#### Exercise directions:
Rewrite the material from the line with "Place one pin on each instance of the white" through the end, changing "pin" to "marker" wherever it occurs and leaving everything else the same.

(Stored items)
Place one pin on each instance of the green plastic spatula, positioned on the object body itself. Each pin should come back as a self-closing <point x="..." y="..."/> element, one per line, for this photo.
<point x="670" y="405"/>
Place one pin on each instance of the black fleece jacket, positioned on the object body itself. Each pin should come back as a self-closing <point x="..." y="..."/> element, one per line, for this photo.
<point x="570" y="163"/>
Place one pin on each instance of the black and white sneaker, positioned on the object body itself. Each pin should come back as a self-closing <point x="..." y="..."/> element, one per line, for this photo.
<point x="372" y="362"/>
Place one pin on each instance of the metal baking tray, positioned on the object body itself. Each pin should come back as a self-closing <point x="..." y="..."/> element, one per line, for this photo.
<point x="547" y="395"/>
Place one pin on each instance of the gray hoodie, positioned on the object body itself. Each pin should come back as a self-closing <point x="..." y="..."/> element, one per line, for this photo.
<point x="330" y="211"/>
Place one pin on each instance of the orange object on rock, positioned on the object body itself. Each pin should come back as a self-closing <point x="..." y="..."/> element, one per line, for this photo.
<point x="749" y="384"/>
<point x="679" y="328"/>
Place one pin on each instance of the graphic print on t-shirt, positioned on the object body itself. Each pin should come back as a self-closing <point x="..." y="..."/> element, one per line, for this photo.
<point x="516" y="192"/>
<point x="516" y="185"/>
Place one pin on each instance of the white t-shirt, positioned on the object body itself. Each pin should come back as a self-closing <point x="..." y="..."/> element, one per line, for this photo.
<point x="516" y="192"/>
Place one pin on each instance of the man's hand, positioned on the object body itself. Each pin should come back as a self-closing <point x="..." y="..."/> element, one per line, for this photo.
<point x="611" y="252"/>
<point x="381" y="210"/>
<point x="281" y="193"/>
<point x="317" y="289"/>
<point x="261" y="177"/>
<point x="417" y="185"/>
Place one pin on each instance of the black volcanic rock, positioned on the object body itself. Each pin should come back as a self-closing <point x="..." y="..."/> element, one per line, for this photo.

#### Right answer:
Place one marker on each instance of the white t-shirt, positioned on the object body itself. Each marker should come back as a self-closing <point x="..." y="..."/> element, one per line, for this photo.
<point x="516" y="192"/>
Place one marker on each instance of the man's hand, positioned on the object body itself. Each marker should come back as a self-closing <point x="..." y="..."/> element, one per line, for this photo.
<point x="611" y="252"/>
<point x="381" y="210"/>
<point x="281" y="193"/>
<point x="317" y="289"/>
<point x="261" y="177"/>
<point x="417" y="185"/>
Place one marker on each instance of the black volcanic rock, positioned on the object body itself. Each marker should come back as a self-closing <point x="..." y="..."/> element, one per line, for this photo.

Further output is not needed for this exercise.